Start of Exercise inputs

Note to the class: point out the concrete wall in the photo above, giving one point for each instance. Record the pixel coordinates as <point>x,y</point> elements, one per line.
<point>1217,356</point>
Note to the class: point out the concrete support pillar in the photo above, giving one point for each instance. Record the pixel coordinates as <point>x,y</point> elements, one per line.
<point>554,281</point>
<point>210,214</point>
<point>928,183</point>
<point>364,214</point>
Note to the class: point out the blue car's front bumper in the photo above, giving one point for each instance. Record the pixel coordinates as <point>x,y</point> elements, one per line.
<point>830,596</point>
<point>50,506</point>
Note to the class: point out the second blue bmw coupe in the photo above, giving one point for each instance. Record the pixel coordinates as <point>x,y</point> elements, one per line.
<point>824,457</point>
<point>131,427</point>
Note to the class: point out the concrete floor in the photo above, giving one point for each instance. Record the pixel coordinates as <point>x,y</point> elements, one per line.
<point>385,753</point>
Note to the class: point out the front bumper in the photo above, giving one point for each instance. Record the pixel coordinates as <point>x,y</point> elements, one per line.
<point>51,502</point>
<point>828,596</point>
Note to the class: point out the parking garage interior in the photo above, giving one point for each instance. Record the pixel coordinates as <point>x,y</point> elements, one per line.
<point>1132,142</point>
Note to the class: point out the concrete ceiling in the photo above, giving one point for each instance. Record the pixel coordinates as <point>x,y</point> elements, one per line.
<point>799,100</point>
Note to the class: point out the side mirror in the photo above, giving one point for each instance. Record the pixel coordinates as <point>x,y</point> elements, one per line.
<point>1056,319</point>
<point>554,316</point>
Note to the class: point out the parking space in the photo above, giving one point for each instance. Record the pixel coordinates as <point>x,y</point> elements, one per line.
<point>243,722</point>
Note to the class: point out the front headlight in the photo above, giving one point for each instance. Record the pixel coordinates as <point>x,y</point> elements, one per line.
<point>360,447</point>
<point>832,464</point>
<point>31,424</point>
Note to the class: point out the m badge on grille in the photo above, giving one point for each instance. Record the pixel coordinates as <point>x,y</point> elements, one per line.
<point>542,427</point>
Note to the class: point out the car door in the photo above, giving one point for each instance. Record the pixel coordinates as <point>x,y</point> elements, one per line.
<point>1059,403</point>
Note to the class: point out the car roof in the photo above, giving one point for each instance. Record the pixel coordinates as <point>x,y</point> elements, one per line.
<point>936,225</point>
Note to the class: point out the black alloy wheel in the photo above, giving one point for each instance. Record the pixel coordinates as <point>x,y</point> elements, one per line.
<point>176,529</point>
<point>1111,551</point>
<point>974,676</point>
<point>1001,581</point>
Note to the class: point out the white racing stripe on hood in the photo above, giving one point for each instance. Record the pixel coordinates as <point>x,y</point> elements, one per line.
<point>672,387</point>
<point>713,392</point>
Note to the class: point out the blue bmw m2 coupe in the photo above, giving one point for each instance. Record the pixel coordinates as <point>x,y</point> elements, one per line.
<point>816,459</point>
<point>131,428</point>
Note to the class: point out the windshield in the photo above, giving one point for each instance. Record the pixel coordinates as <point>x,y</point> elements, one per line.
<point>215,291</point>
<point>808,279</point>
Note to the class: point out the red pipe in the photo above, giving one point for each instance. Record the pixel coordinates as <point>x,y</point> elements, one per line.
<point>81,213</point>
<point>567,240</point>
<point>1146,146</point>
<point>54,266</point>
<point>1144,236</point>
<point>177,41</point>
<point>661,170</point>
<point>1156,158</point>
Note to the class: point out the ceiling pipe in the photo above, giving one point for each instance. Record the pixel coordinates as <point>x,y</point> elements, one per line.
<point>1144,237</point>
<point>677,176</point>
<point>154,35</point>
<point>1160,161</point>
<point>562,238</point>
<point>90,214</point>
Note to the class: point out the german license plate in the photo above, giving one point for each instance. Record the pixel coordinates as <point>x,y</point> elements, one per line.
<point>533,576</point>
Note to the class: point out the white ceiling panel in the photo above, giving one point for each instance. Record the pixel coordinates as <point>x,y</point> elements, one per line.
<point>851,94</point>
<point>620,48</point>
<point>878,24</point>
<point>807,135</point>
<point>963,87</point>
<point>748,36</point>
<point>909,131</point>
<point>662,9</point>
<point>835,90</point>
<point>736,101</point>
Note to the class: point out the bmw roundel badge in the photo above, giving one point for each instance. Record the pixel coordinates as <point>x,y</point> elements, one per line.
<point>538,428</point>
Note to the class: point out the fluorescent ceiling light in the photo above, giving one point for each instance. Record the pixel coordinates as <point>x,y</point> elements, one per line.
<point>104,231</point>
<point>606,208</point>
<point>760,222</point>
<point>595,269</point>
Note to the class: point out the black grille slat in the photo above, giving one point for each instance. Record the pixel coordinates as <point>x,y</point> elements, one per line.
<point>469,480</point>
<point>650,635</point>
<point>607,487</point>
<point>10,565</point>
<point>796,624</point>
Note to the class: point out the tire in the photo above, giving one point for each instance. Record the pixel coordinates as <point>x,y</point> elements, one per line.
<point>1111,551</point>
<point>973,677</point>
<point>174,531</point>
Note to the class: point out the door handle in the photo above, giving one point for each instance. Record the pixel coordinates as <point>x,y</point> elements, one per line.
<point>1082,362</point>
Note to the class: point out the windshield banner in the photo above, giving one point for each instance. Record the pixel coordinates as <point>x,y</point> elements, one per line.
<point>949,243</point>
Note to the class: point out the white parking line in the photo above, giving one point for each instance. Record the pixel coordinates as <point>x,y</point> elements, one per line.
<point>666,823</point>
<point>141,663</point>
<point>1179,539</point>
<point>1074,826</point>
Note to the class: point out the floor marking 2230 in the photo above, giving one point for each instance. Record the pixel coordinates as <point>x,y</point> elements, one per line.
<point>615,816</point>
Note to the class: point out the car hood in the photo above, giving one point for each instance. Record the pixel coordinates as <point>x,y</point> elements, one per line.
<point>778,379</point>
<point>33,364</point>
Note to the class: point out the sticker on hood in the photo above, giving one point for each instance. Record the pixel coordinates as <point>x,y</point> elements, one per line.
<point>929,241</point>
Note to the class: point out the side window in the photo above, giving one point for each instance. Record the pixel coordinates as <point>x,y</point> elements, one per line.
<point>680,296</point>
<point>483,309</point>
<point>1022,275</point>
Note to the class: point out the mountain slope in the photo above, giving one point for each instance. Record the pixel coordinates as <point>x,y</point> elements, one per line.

End of Exercise inputs

## Exercise directions
Restate the full data above, keeping each word intact.

## Output of the exercise
Note to the class: point out the concrete wall in the photo above, giving one point for each instance. Record the pixel coordinates as <point>x,y</point> elements, one per line.
<point>1217,356</point>
Note to the class: point out the concrete support pillar in the photo above, giving one point for each instance. Record the pixel coordinates as <point>x,y</point> elements, one per line.
<point>554,281</point>
<point>210,214</point>
<point>928,183</point>
<point>364,214</point>
Note to the class: point out the blue car's front bumper in the photo above, giving one point for each instance. Record the pixel coordinates as <point>x,y</point> elements, one per line.
<point>830,596</point>
<point>50,506</point>
Note to the class: point out the second blue bmw coupe in the photo above, giving one point for each instance. Record the pixel coordinates as <point>x,y</point> elements, one per line.
<point>824,457</point>
<point>131,427</point>
Note to the class: point out the concrete floor in the photo above, giving one point for each instance. Record the pixel coordinates as <point>x,y</point> elements, one per line.
<point>385,753</point>
Note to the class: point out the front bumper in the photo above, giving one point for each instance. Record the pixel coordinates as <point>x,y</point> elements, one per line.
<point>51,502</point>
<point>828,596</point>
Note to the class: point out the parking garage interior in the photo above, giving one point for each instance. Record the pixel coordinates as <point>x,y</point> elements, one per line.
<point>1132,142</point>
Note to the class: point out the concrete ceiling in the photo above, giving one point for each instance. Record the pixel coordinates as <point>x,y</point> elements, one per line.
<point>799,100</point>
Note to the class: point out the side mirror in the photo above, giving one point for each instance. Record the pixel coordinates as <point>x,y</point> elements, one per line.
<point>1056,319</point>
<point>554,316</point>
Note to the class: point out the parking space in the photo above, giving one point for each instance. Record the pixel coordinates as <point>x,y</point> elements, one per line.
<point>243,722</point>
Note to the class: point out the front headlight in the photo above, giving one point for each instance. Record the pixel coordinates as <point>x,y</point> elements, one per line.
<point>360,447</point>
<point>832,464</point>
<point>31,424</point>
Note to the class: point out the m badge on grille in the photo above, giving one point for each instance. Record the pixel coordinates as <point>x,y</point> elements, one per line.
<point>542,427</point>
Note to the class: point out the car door in the photo above, giving one point for each instance. Record the pixel coordinates as <point>x,y</point> elements, one per line.
<point>1059,403</point>
Note to the class: point out the car roof in the photo above, giving one point for each instance. Record the pixel coordinates as <point>x,y</point> elements, one per line.
<point>936,225</point>
Note to the class: point out the black alloy wheel in the photo above, giving one point for each instance. Record the pixel coordinates as <point>x,y</point> elements, one per line.
<point>176,529</point>
<point>1111,551</point>
<point>974,676</point>
<point>1001,581</point>
Note to the class: point out the white racing stripe on hood in the photo above, giving one point for each instance. Record the pixel coordinates as <point>x,y</point> elements, one per line.
<point>672,387</point>
<point>713,392</point>
Note to the class: point out the blue bmw m2 coupe in the photo above, giving one point for each instance. Record the pixel coordinates as <point>x,y</point> elements, one per line.
<point>816,459</point>
<point>131,428</point>
Note to the class: point out the windshield in the photo above, giving one point for each instance. Record the pixel coordinates as <point>x,y</point> elements, one per line.
<point>215,291</point>
<point>808,279</point>
Note to the class: point out the red pipe in the photo above, giving one point for each instance. Record the pixel coordinates as <point>x,y</point> elements, one per line.
<point>81,213</point>
<point>567,240</point>
<point>1146,146</point>
<point>54,266</point>
<point>1144,236</point>
<point>177,41</point>
<point>661,170</point>
<point>1156,158</point>
Note to the class: point out the ceiling pipe in the photo above, giving one point for each instance. Record the pixel coordinates as <point>x,y</point> elements, one per line.
<point>1144,237</point>
<point>677,176</point>
<point>154,35</point>
<point>1160,161</point>
<point>562,238</point>
<point>90,214</point>
Note to the class: point out the german license plate in the photo above, giving one point for each instance. Record the pixel coordinates as <point>x,y</point> elements, one per line.
<point>533,576</point>
Note to the class: point out the white ceiling panel in the photo above, giving one point for each instance. Record the pixel coordinates as <point>x,y</point> elements, one per line.
<point>851,94</point>
<point>620,48</point>
<point>878,24</point>
<point>807,135</point>
<point>963,87</point>
<point>748,36</point>
<point>909,131</point>
<point>662,9</point>
<point>835,90</point>
<point>736,101</point>
Note to the class: point out the bmw roundel badge in the photo above, giving one point for each instance. Record the pixel coordinates as <point>x,y</point> elements, one per line.
<point>538,428</point>
Note to the class: point out the fluorescent ceiling light in the photo above, giving one point for each instance. Record the pixel coordinates as <point>x,y</point> elements, one per line.
<point>104,231</point>
<point>606,208</point>
<point>760,222</point>
<point>595,269</point>
Note to the class: point out the black grille slat in the photo above, giving one point for each instance. Record the pixel coordinates as <point>x,y</point> elements, one per line.
<point>469,480</point>
<point>650,635</point>
<point>607,487</point>
<point>10,565</point>
<point>796,624</point>
Note to the class: point out the tire in the photo above, giving one point for each instance. Record the pixel coordinates as <point>x,y</point> elements, one per line.
<point>1111,551</point>
<point>973,677</point>
<point>174,531</point>
Note to the class: point out the door handle in the photo above, giving one point for each instance. Record the pixel coordinates as <point>x,y</point> elements, one per line.
<point>1082,362</point>
Note to the class: point out the windshield banner in the photo above, giving one point for each instance. Record the pixel coordinates as <point>x,y</point> elements, one per line.
<point>949,243</point>
Note to the class: point out the white parking line in the photo above, giving one point for each instance. Record the pixel coordinates as <point>x,y</point> elements, one per line.
<point>666,823</point>
<point>141,663</point>
<point>1179,539</point>
<point>1074,826</point>
Note to the class: point out the floor marking 2230 in the photo above, giving one point for each instance. Record the pixel coordinates as <point>x,y</point> elements, one per line.
<point>615,816</point>
Note to the class: point out the car hood in the photo above, giving one point for each instance. Record the pixel coordinates as <point>x,y</point> elements, one per line.
<point>778,379</point>
<point>33,364</point>
Note to the class: point out the sticker on hood in the photo above, giving one point for each instance. Record the pixel coordinates as <point>x,y</point> elements, one per line.
<point>929,241</point>
Note to the class: point out the side window in the photo above, giving one point for each instance. Record the pixel coordinates as <point>x,y</point> elements, one per line.
<point>680,296</point>
<point>483,309</point>
<point>1022,275</point>
Note to the class: point out the mountain slope in the photo above, giving one point for each instance. Record the pixel coordinates as <point>x,y</point> elements, one per line.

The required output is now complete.